Your assignment -> Look below for the line containing "# response lists one point per instance, each like pixel 443"; from there, print each line exactly up to and including the line containing "# response lists one point per instance, each like pixel 139", and stop.

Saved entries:

/---

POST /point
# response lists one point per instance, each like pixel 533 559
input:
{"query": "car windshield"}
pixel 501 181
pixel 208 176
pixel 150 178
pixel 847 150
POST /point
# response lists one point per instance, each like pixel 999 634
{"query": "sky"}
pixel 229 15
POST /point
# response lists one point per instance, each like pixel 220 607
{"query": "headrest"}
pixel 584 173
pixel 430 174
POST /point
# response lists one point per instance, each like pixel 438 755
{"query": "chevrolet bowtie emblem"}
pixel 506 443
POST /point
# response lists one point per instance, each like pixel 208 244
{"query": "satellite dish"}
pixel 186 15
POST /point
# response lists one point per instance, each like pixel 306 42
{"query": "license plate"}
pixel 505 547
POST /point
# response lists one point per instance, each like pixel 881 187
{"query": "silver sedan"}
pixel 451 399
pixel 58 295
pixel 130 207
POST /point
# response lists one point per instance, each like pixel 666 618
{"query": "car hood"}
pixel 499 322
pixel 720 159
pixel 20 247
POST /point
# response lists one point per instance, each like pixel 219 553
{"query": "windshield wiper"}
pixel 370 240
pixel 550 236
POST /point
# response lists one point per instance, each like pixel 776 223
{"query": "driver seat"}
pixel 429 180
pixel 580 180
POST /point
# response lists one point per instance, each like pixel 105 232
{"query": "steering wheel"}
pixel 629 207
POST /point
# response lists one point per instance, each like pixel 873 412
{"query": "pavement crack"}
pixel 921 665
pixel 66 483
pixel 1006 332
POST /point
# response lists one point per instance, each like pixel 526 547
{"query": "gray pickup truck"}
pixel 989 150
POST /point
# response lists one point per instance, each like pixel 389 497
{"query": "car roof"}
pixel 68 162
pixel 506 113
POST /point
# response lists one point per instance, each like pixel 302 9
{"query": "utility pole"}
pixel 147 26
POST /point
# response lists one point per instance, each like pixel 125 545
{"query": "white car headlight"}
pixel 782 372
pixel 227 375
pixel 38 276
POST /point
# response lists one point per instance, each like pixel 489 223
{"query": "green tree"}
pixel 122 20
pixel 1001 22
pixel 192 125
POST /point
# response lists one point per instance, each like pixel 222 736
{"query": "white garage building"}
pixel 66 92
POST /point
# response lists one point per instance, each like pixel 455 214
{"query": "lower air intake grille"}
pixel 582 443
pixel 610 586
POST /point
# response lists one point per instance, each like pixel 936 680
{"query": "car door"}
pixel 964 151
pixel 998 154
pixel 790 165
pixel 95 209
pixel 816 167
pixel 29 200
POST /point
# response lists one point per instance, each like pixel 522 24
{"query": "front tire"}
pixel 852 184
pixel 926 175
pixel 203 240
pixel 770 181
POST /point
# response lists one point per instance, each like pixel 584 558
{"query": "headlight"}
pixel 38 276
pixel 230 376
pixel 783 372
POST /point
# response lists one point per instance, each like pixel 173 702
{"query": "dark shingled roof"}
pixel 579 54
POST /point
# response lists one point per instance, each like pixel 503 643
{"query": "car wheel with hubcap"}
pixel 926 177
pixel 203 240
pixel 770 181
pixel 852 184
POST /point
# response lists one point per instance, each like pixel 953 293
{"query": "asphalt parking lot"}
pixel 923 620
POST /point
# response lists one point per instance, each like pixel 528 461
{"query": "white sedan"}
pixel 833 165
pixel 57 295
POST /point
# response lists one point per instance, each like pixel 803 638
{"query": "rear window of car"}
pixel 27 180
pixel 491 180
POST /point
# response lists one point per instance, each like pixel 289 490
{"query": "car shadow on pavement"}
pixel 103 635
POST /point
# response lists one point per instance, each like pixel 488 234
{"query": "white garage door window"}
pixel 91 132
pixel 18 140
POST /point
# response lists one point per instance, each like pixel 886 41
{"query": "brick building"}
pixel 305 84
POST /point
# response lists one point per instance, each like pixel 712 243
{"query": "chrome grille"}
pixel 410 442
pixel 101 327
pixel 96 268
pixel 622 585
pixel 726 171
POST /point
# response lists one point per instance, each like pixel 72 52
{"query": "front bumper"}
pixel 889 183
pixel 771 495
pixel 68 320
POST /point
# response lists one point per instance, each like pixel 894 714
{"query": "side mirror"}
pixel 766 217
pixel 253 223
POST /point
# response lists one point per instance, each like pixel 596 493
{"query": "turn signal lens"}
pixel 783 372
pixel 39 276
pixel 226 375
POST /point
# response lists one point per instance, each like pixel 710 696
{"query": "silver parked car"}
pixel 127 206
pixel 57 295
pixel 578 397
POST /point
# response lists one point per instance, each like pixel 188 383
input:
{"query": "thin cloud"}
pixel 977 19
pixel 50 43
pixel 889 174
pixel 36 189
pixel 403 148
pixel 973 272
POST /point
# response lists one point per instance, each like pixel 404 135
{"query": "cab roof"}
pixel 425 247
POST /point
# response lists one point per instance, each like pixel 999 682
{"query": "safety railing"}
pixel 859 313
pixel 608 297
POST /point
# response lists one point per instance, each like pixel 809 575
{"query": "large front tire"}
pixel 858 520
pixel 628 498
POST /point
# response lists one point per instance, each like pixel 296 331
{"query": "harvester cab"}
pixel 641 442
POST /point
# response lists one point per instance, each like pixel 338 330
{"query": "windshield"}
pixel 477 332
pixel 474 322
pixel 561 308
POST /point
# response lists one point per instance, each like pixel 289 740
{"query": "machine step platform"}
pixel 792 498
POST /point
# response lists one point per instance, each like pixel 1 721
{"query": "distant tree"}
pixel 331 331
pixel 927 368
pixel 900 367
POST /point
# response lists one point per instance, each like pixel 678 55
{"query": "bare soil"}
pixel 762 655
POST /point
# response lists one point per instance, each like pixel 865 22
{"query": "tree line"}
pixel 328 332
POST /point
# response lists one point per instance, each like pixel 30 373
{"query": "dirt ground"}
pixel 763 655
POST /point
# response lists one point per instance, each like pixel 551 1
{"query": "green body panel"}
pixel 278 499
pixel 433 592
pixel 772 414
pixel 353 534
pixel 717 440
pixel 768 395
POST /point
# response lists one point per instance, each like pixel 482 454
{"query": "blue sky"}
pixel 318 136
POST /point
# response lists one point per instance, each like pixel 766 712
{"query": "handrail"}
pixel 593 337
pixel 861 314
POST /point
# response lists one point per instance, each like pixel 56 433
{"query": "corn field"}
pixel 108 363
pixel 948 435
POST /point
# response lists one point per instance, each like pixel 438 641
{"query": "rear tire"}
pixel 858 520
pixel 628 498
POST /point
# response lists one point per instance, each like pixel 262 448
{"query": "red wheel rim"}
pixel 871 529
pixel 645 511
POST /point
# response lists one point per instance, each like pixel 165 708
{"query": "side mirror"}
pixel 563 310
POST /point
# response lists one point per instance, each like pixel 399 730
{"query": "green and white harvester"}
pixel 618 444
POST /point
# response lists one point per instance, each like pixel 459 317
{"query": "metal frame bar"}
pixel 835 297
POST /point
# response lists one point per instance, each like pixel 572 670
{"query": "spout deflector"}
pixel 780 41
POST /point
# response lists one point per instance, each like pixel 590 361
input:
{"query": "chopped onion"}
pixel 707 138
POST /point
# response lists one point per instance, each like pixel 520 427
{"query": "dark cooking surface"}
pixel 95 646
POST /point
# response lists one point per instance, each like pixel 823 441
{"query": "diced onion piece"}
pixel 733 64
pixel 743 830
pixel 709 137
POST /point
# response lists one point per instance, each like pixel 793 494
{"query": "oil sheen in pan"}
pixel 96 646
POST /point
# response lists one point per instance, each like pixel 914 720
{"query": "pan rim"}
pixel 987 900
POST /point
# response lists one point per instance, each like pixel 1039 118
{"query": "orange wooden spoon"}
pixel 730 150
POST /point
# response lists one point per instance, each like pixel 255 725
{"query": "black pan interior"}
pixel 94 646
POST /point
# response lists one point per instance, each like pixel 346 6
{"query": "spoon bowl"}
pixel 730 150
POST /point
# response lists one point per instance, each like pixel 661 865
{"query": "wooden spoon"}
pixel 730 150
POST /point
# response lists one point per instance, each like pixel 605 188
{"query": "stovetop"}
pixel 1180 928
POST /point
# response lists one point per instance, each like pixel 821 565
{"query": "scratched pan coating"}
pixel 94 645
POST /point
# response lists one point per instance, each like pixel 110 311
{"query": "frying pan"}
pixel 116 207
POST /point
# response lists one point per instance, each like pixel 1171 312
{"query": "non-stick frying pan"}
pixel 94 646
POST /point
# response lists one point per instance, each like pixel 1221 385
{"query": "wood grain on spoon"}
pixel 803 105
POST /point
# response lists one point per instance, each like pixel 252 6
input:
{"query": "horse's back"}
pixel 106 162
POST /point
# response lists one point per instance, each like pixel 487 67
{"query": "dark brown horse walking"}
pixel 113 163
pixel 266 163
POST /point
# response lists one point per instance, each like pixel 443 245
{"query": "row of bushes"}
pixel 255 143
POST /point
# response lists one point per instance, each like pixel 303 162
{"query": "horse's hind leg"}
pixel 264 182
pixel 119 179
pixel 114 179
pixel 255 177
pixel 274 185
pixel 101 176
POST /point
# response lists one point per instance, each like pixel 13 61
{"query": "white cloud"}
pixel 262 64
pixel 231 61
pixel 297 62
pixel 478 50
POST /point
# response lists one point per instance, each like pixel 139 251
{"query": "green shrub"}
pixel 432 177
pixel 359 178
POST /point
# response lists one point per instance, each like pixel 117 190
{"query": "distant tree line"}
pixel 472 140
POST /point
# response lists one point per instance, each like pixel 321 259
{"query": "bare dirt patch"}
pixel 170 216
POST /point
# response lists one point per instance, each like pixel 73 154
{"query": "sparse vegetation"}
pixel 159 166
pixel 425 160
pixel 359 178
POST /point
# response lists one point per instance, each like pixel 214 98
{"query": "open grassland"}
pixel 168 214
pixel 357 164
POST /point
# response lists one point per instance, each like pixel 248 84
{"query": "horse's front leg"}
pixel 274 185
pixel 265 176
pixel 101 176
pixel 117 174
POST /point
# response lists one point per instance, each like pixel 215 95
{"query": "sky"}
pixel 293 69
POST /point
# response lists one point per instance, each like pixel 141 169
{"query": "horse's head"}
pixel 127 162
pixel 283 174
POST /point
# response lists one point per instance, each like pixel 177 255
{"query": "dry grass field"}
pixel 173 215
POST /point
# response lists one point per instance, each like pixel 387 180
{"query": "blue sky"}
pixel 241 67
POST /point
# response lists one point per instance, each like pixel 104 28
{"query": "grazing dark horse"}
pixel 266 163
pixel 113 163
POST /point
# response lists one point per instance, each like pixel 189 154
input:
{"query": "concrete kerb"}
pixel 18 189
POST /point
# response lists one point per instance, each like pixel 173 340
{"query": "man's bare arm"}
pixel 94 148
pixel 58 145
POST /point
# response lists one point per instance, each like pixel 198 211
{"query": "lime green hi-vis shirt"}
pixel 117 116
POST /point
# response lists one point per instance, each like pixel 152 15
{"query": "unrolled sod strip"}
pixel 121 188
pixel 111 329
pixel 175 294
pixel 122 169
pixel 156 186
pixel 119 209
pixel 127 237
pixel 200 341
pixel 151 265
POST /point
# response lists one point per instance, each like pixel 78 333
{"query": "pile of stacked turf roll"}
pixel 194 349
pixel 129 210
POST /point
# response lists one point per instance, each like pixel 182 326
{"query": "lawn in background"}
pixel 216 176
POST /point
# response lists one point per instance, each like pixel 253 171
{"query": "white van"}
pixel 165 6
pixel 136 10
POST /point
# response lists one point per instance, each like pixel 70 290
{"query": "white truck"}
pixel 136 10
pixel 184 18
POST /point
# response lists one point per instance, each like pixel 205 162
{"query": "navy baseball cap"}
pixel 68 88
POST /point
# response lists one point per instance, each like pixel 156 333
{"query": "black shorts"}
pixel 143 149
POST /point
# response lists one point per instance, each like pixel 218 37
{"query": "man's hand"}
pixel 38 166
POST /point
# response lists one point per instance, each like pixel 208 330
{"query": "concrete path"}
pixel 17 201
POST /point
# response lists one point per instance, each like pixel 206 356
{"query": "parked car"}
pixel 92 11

\---

Answer space ->
# response lists one point per instance, each like pixel 443 245
{"query": "row of bushes"}
pixel 255 143
POST /point
# response lists one point per instance, each like pixel 303 162
{"query": "horse's hind leg"}
pixel 264 182
pixel 119 179
pixel 114 179
pixel 255 177
pixel 274 185
pixel 101 176
POST /point
# response lists one point per instance, each like pixel 13 61
{"query": "white cloud"}
pixel 262 64
pixel 231 61
pixel 297 62
pixel 478 50
POST /point
# response lists one point per instance, each like pixel 139 251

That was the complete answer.